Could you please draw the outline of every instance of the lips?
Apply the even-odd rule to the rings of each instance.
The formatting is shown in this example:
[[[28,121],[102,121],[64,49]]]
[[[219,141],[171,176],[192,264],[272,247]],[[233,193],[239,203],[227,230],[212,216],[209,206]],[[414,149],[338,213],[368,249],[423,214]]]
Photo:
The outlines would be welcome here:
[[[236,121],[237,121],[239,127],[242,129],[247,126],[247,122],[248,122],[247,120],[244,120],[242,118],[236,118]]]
━━━━━━━━━━━━━━━━━━━━━━━━━━━━━━
* Brief *
The output should restate the data exactly, with no line missing.

* Answer box *
Could you please draw the outline of every instance of the lips?
Apply the even-odd rule to the rings of each instance.
The formatting is shown in this example:
[[[28,121],[102,121],[64,49]]]
[[[219,141],[171,176],[192,264],[272,247]],[[233,193],[239,203],[227,230],[212,216],[209,206]],[[414,149],[338,213],[368,249],[423,214]]]
Photo:
The outlines would be welcome here:
[[[236,121],[237,121],[239,127],[242,129],[247,126],[247,122],[248,122],[247,120],[244,120],[242,118],[236,118]]]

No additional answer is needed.